[Named object pointing entries]
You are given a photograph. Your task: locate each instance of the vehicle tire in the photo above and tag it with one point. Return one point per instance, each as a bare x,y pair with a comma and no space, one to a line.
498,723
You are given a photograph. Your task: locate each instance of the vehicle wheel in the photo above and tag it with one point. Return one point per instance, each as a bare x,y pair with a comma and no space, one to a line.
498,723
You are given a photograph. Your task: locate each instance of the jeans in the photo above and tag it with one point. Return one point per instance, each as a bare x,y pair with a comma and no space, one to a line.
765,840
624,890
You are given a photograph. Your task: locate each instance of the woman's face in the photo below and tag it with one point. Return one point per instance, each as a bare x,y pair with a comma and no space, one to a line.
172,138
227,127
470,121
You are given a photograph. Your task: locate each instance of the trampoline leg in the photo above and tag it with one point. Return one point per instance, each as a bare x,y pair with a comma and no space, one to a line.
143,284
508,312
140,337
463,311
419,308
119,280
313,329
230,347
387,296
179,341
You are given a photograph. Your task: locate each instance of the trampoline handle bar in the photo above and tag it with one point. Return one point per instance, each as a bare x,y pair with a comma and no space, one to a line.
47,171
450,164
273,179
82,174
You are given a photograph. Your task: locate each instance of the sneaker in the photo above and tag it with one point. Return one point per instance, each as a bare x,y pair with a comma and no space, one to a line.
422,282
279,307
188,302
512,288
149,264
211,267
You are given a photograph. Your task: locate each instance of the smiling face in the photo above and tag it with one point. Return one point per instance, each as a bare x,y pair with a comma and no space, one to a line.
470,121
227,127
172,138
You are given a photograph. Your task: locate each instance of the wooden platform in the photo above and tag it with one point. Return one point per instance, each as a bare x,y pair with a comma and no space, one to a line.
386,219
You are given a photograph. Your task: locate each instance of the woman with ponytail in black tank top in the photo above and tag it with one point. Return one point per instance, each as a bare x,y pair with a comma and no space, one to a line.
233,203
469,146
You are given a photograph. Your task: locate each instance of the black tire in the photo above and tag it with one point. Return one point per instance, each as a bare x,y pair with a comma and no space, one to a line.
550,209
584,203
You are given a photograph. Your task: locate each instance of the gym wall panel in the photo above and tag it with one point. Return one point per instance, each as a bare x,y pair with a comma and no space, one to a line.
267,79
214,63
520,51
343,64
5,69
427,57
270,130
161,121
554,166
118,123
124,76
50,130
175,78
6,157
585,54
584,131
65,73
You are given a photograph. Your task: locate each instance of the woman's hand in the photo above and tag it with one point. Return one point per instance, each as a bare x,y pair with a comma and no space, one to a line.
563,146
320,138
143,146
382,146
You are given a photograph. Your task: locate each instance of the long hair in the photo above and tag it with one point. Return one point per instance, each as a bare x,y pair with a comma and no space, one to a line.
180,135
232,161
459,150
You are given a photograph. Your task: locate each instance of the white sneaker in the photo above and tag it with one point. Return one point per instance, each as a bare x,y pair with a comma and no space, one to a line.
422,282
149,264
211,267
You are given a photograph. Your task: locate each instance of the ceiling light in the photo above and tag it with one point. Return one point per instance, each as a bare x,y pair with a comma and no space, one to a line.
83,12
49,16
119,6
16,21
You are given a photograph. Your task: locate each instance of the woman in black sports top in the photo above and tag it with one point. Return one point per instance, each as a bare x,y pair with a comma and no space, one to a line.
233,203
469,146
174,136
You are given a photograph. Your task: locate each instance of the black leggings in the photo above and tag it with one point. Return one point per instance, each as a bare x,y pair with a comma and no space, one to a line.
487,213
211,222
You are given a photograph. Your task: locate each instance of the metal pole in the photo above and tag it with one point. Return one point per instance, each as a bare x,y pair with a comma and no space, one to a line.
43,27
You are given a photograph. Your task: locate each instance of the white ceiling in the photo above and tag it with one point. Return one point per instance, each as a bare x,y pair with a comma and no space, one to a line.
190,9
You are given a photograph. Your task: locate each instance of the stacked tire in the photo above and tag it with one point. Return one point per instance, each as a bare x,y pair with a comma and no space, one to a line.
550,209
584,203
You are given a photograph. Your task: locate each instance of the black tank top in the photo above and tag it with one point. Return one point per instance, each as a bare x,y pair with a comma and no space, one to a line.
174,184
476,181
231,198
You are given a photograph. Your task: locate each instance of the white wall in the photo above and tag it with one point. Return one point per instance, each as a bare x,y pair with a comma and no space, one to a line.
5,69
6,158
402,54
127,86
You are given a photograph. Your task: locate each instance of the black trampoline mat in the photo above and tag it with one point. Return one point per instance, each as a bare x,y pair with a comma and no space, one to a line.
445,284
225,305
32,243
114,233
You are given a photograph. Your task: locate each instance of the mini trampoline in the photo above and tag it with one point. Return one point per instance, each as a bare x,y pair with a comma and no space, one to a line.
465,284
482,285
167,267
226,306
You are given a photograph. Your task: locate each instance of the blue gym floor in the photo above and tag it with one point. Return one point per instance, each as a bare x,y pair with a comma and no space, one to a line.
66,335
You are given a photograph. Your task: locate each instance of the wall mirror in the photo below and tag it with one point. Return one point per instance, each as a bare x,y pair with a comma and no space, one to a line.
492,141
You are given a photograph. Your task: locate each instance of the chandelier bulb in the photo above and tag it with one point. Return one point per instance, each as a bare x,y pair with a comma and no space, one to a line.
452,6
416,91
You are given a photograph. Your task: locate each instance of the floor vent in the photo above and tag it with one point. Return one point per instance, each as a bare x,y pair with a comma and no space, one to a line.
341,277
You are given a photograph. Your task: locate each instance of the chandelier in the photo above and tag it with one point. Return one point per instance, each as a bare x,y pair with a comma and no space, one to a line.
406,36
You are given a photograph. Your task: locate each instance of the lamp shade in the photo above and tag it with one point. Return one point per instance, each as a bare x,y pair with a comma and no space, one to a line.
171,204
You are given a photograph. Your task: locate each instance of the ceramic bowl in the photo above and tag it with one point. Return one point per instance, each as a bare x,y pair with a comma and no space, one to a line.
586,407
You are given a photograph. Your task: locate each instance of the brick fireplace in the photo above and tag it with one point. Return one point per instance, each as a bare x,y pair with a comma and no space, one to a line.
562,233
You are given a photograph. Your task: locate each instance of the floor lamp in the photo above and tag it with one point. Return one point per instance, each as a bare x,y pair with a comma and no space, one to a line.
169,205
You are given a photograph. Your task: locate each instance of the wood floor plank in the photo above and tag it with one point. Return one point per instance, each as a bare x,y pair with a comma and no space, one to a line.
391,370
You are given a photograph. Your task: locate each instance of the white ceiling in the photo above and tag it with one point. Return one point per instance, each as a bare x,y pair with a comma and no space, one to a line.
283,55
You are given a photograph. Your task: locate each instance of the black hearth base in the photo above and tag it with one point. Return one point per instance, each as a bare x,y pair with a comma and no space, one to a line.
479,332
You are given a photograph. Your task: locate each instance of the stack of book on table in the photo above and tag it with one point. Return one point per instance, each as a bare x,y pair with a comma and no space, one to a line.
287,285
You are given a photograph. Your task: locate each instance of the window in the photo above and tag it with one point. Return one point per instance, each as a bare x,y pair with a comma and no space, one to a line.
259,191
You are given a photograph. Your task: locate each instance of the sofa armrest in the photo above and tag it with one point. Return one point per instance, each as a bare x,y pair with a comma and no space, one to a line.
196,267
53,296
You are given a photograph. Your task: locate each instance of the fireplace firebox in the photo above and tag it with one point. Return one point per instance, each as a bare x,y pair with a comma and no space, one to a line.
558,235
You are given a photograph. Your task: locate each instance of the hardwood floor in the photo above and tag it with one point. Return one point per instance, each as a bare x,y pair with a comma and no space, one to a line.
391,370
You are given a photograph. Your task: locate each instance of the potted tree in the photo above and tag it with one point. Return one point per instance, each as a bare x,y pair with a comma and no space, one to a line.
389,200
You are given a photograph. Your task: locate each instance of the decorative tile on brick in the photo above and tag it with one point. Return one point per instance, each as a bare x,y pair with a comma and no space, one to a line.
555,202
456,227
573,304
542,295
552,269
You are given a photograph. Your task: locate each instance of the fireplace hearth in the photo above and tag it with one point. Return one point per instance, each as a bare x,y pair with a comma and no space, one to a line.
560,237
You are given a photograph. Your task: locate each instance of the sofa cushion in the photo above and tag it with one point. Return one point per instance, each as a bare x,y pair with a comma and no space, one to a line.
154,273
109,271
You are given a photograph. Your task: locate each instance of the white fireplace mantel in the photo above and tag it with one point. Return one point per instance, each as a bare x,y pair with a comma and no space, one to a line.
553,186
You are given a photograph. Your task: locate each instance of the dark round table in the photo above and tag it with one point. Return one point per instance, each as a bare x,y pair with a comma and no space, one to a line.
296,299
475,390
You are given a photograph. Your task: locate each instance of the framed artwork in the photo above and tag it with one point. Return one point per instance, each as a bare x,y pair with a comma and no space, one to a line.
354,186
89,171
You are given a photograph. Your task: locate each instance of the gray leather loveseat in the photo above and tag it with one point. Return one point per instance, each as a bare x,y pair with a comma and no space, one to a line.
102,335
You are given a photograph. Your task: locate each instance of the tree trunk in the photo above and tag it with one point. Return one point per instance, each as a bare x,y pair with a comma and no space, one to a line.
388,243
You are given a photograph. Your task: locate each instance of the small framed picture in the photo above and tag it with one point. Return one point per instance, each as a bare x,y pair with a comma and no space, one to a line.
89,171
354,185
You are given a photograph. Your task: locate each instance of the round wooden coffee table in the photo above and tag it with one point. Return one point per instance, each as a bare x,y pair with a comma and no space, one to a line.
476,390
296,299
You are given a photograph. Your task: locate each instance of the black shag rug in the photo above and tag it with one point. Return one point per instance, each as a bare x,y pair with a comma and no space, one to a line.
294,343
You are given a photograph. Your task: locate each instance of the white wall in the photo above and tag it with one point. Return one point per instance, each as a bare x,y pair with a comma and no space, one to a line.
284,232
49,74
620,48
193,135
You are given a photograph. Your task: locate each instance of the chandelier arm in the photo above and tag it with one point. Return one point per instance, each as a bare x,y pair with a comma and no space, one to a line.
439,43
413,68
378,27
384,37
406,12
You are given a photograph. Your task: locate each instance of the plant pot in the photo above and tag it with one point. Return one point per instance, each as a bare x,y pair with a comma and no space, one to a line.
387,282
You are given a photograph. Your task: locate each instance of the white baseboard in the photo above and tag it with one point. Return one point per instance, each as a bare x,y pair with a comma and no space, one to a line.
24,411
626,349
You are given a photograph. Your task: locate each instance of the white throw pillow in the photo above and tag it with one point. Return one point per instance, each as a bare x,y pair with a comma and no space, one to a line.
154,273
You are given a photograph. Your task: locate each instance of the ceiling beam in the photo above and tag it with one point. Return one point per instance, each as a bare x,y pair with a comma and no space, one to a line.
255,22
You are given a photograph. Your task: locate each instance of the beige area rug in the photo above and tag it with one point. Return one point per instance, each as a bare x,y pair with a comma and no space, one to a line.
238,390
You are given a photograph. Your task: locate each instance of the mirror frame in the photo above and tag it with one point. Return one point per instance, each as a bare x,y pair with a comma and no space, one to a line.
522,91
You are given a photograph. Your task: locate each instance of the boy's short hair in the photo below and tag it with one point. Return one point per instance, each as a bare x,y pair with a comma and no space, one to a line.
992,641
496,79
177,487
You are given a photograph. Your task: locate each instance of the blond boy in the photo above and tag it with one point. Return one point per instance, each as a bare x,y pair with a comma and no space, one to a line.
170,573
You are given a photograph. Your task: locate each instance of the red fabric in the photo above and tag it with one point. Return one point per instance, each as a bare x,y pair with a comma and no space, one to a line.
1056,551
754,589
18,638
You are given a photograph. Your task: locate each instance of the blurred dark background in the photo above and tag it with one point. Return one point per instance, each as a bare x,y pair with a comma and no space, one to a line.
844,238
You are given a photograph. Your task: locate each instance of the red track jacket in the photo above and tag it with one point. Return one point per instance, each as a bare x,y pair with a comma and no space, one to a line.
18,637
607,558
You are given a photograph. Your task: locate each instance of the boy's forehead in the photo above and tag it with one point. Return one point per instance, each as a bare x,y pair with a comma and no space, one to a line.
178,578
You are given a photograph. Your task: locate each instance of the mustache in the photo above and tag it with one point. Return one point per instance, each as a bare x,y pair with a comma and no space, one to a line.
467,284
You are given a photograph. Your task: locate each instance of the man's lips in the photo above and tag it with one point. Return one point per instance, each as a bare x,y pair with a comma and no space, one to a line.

» **SHORT EXERCISE**:
Can you repeat the records word for word, from the line containing "of the mustache" through the end of the records?

» **EXERCISE RESPONSE**:
You are given a photograph. Your task: locate each instance of the mustache in the photo above and tag it with one point. Return one point per instance, each as a bare x,y pair with a comma and no space, one to a line.
467,284
You are given a photograph. Your task: locate each instance of the man's lips in the photo above and tag it with one point. Return one point per instance, each as a bare x,y pair with a comma and no space, one to a line.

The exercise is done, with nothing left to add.